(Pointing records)
════

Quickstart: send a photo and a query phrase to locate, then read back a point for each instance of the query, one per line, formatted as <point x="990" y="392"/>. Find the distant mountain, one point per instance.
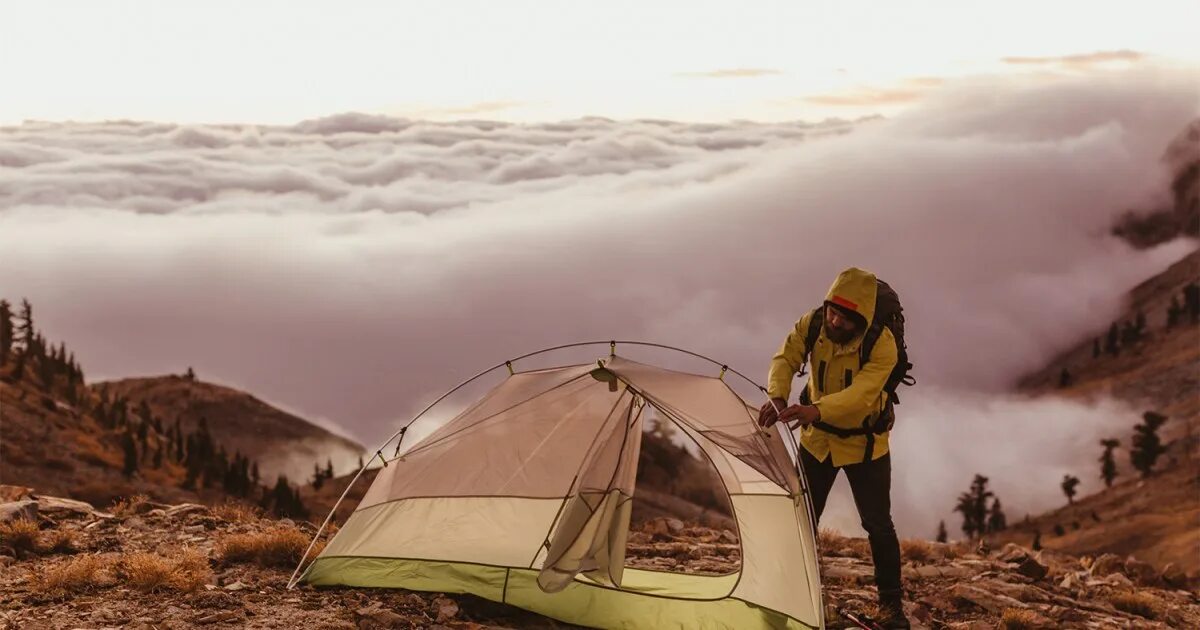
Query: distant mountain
<point x="281" y="443"/>
<point x="1157" y="519"/>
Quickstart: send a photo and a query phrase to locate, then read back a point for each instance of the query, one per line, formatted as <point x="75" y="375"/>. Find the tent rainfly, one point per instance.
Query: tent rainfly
<point x="525" y="498"/>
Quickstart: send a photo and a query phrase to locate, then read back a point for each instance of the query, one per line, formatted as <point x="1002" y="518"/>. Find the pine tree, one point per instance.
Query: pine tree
<point x="318" y="477"/>
<point x="1147" y="448"/>
<point x="131" y="454"/>
<point x="25" y="325"/>
<point x="1068" y="487"/>
<point x="996" y="520"/>
<point x="973" y="507"/>
<point x="6" y="331"/>
<point x="1108" y="463"/>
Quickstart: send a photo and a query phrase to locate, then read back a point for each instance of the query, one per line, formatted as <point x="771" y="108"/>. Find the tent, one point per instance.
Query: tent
<point x="525" y="498"/>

════

> THE EXERCISE
Return, word for word, each line from the line that contains "rainfly, one point per instance." to the end of the listing above; include both end lines and nothing else.

> EXERCISE SOLUTION
Quickstart: send a photo and a query phrase to locate, then read back a point for each instance of the query, one per line, formatted as <point x="75" y="375"/>. Find the tent rainfly, one point per instance.
Query: tent rainfly
<point x="525" y="498"/>
Quickstart: send a photo and a query phrase to locate, then read back a point for each instance of the query, one per line, formatted as <point x="1002" y="518"/>. Find the pine tree, one point per instance.
Query: pine tree
<point x="318" y="477"/>
<point x="1147" y="448"/>
<point x="131" y="454"/>
<point x="25" y="325"/>
<point x="1068" y="487"/>
<point x="996" y="520"/>
<point x="973" y="507"/>
<point x="6" y="331"/>
<point x="1108" y="463"/>
Quickstart: send a photo and a query phrase to locate, then read back a point for each instance of the query, one per line, formatted as <point x="771" y="108"/>. Find the tent, one point per instance.
Query: tent
<point x="525" y="498"/>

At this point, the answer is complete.